Data for this task
Begin

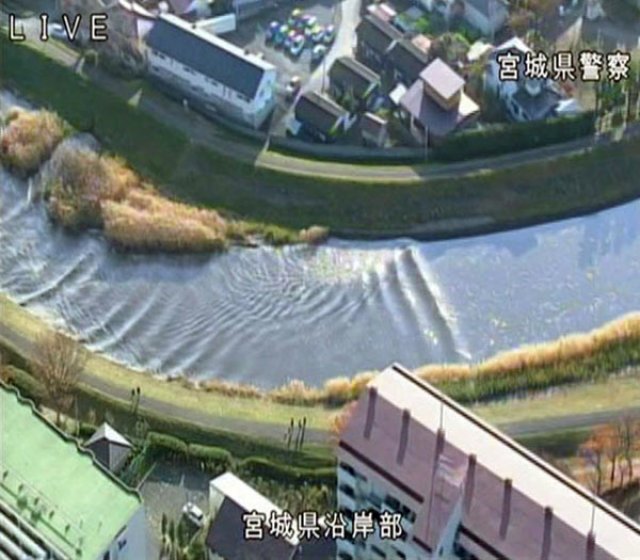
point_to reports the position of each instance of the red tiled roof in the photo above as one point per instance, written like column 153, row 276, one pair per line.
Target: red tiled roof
column 393, row 432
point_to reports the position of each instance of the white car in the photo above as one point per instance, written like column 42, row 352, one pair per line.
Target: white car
column 57, row 31
column 194, row 514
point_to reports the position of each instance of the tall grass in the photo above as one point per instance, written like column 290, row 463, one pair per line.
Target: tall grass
column 86, row 189
column 576, row 358
column 29, row 138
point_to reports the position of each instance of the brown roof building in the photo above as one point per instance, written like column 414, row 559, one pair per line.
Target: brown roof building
column 463, row 488
column 436, row 105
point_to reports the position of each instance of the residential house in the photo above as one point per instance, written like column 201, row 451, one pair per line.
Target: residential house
column 422, row 42
column 405, row 62
column 463, row 488
column 382, row 11
column 110, row 448
column 436, row 104
column 352, row 84
column 524, row 99
column 56, row 501
column 221, row 76
column 230, row 499
column 374, row 130
column 321, row 118
column 375, row 39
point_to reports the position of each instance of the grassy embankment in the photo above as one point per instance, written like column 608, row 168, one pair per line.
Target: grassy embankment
column 29, row 139
column 86, row 189
column 592, row 358
column 195, row 173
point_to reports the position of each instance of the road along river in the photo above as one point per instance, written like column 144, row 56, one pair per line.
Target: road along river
column 268, row 315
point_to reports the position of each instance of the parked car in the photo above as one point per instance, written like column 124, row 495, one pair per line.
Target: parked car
column 329, row 34
column 57, row 31
column 290, row 38
column 317, row 34
column 293, row 87
column 281, row 35
column 297, row 46
column 272, row 30
column 318, row 52
column 309, row 21
column 194, row 514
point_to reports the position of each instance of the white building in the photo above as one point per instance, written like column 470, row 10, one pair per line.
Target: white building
column 222, row 76
column 463, row 489
column 229, row 499
column 56, row 501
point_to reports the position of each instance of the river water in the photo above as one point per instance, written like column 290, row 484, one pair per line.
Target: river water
column 269, row 315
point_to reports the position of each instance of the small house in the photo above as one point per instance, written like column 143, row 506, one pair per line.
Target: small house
column 374, row 130
column 436, row 104
column 524, row 99
column 109, row 447
column 375, row 39
column 405, row 62
column 352, row 84
column 320, row 117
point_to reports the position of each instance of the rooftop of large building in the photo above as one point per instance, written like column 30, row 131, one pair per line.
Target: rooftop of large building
column 208, row 54
column 55, row 487
column 435, row 454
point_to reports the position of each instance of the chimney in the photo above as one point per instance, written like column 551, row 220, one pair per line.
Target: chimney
column 591, row 546
column 506, row 507
column 371, row 411
column 546, row 537
column 404, row 436
column 470, row 481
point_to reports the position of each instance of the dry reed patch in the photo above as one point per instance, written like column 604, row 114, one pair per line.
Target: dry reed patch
column 29, row 139
column 144, row 220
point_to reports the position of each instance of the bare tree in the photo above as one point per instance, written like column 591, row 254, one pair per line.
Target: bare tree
column 628, row 429
column 593, row 452
column 58, row 362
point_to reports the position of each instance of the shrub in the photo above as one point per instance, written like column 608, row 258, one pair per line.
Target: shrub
column 264, row 468
column 501, row 139
column 213, row 459
column 314, row 235
column 29, row 139
column 165, row 446
column 296, row 392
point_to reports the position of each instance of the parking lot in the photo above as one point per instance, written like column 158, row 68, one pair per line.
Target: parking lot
column 252, row 35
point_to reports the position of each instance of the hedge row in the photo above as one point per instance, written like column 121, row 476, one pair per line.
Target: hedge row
column 220, row 460
column 514, row 137
column 238, row 445
column 263, row 468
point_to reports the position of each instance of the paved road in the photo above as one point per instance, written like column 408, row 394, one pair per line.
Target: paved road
column 259, row 429
column 237, row 148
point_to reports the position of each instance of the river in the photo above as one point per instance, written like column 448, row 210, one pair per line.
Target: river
column 268, row 315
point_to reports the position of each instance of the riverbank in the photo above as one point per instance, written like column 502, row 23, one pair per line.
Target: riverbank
column 429, row 202
column 601, row 395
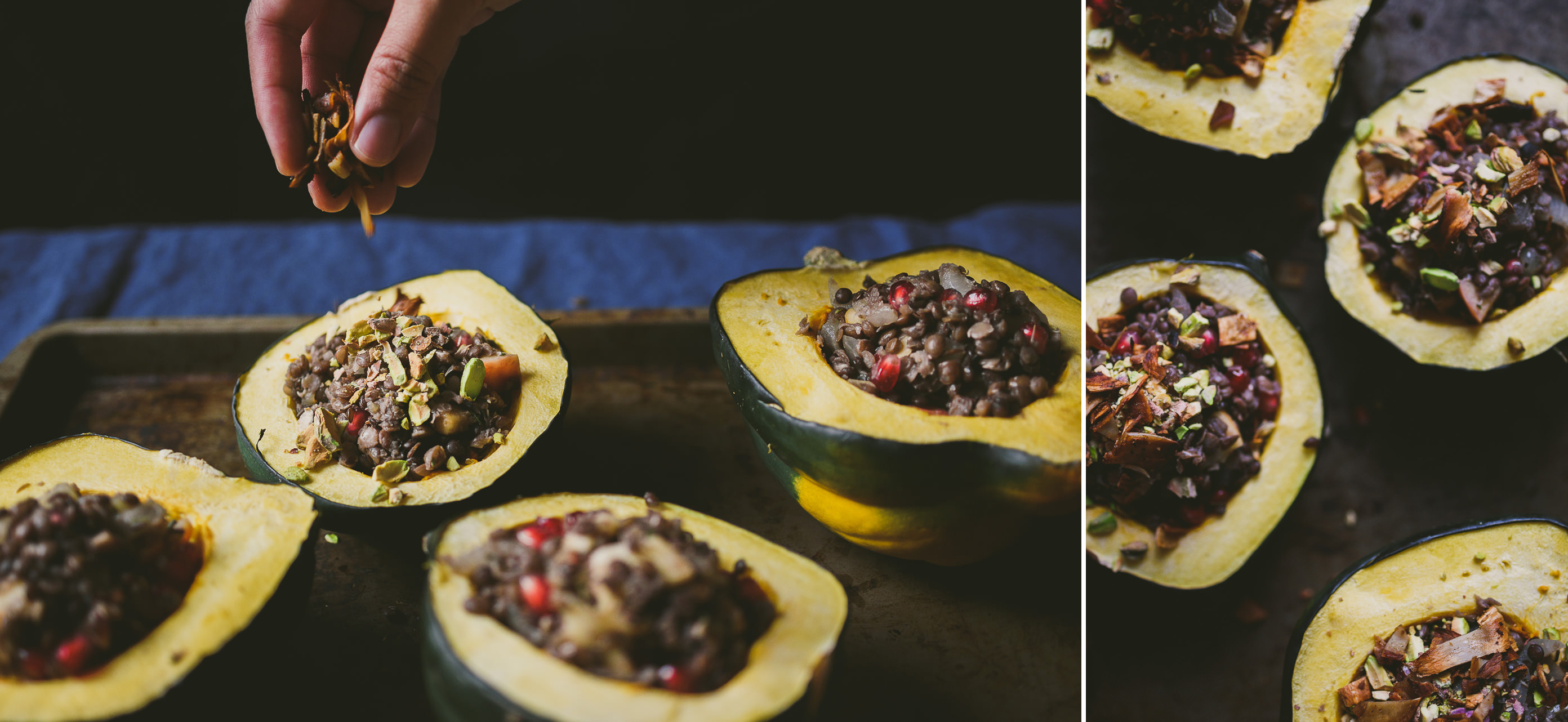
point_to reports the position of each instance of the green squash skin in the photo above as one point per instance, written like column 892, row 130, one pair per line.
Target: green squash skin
column 422, row 515
column 457, row 694
column 875, row 470
column 1294, row 647
column 215, row 681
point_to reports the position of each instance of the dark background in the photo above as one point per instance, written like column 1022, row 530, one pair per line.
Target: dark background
column 598, row 109
column 1409, row 448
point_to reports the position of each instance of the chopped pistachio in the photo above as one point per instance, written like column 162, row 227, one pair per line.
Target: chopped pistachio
column 1363, row 129
column 391, row 471
column 1440, row 278
column 473, row 379
column 1104, row 523
column 1101, row 40
column 1357, row 214
column 394, row 364
column 1194, row 324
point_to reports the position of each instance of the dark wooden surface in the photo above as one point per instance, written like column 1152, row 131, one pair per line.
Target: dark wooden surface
column 1410, row 448
column 648, row 413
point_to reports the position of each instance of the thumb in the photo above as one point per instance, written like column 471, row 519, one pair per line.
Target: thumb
column 410, row 59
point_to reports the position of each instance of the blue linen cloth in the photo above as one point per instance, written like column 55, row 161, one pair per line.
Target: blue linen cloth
column 308, row 268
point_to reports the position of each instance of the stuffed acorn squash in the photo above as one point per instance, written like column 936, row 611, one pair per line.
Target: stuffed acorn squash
column 245, row 537
column 417, row 394
column 480, row 665
column 1413, row 631
column 1200, row 429
column 1269, row 109
column 908, row 467
column 1448, row 214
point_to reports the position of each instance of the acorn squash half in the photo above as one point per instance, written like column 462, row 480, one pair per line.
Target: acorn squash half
column 1274, row 114
column 1433, row 575
column 477, row 669
column 251, row 534
column 1220, row 545
column 264, row 416
column 1539, row 324
column 885, row 476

End

Given task
Reproduce word for word the lines of the records from the line with "point_to reports the position of each instance of the tall" up to and including the line with "column 436, row 105".

Response to the task
point_to reports the position of each instance of the tall grass in the photo above as one point per instance, written like column 290, row 463, one pair per line.
Target: tall grass
column 86, row 189
column 576, row 358
column 29, row 138
point_to reports the position of each instance of the brown roof building in the photo above as one point per instance, written like column 414, row 559, one pair per line.
Target: brown roof building
column 463, row 488
column 436, row 105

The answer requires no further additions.